- **Task statement**
Set down exactly the lines below, starting at the one that contains "Target: pile of life jackets" and ending at the one that contains "Target: man's ear", with both of those lines included and nothing else.

*** Opening Supplied data ***

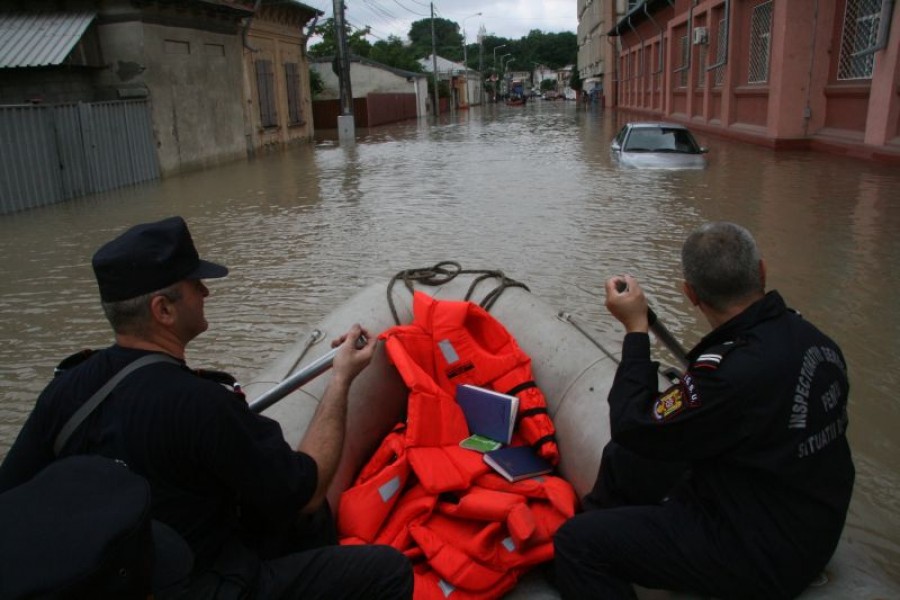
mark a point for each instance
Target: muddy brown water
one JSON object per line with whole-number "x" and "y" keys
{"x": 529, "y": 190}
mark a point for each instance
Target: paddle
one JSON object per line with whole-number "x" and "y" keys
{"x": 660, "y": 331}
{"x": 300, "y": 378}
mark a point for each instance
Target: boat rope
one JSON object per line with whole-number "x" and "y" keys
{"x": 446, "y": 271}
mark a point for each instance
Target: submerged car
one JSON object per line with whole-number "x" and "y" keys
{"x": 658, "y": 146}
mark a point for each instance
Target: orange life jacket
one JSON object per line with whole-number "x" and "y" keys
{"x": 466, "y": 529}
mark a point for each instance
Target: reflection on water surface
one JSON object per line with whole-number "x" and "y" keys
{"x": 527, "y": 190}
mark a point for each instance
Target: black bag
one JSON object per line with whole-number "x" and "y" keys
{"x": 81, "y": 528}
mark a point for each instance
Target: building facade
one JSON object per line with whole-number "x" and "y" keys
{"x": 278, "y": 104}
{"x": 222, "y": 78}
{"x": 783, "y": 73}
{"x": 381, "y": 94}
{"x": 596, "y": 49}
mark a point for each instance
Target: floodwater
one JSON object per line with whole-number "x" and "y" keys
{"x": 531, "y": 191}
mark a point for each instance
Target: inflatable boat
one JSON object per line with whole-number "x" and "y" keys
{"x": 573, "y": 365}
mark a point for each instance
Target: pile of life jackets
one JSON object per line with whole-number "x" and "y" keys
{"x": 468, "y": 531}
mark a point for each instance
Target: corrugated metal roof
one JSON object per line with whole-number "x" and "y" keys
{"x": 40, "y": 39}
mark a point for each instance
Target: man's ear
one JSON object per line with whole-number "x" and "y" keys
{"x": 162, "y": 310}
{"x": 690, "y": 293}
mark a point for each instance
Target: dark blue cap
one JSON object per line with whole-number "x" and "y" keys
{"x": 150, "y": 257}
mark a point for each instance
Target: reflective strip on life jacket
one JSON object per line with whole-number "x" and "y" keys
{"x": 364, "y": 507}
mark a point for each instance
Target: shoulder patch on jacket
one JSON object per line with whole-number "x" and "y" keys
{"x": 669, "y": 403}
{"x": 712, "y": 357}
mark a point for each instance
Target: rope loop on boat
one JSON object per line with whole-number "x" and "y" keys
{"x": 444, "y": 272}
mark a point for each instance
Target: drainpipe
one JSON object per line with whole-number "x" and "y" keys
{"x": 641, "y": 64}
{"x": 247, "y": 28}
{"x": 662, "y": 38}
{"x": 807, "y": 110}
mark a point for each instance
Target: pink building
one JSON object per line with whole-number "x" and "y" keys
{"x": 808, "y": 74}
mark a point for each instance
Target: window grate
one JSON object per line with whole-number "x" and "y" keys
{"x": 862, "y": 19}
{"x": 292, "y": 80}
{"x": 701, "y": 69}
{"x": 721, "y": 40}
{"x": 265, "y": 84}
{"x": 760, "y": 34}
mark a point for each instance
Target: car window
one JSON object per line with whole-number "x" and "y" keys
{"x": 661, "y": 139}
{"x": 683, "y": 141}
{"x": 642, "y": 139}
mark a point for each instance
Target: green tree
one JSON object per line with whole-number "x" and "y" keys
{"x": 356, "y": 40}
{"x": 447, "y": 38}
{"x": 316, "y": 84}
{"x": 393, "y": 53}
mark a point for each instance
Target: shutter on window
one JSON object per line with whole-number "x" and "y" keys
{"x": 265, "y": 84}
{"x": 292, "y": 76}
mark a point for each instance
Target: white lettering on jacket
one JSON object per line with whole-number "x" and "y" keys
{"x": 814, "y": 356}
{"x": 819, "y": 440}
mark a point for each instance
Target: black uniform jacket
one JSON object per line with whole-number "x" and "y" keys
{"x": 207, "y": 456}
{"x": 760, "y": 415}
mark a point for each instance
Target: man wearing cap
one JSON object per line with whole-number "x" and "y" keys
{"x": 221, "y": 476}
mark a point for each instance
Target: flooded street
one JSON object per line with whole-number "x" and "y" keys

*** Closing Supplied data ***

- **Exercise answer**
Target: pile of life jackets
one JSON object per line with whole-number "x" and "y" keys
{"x": 468, "y": 531}
mark a point for each instance
Target: corrugated metal roof
one JSON object per line with whole-number "x" and "y" keys
{"x": 40, "y": 39}
mark a point for each instance
Target: man's ear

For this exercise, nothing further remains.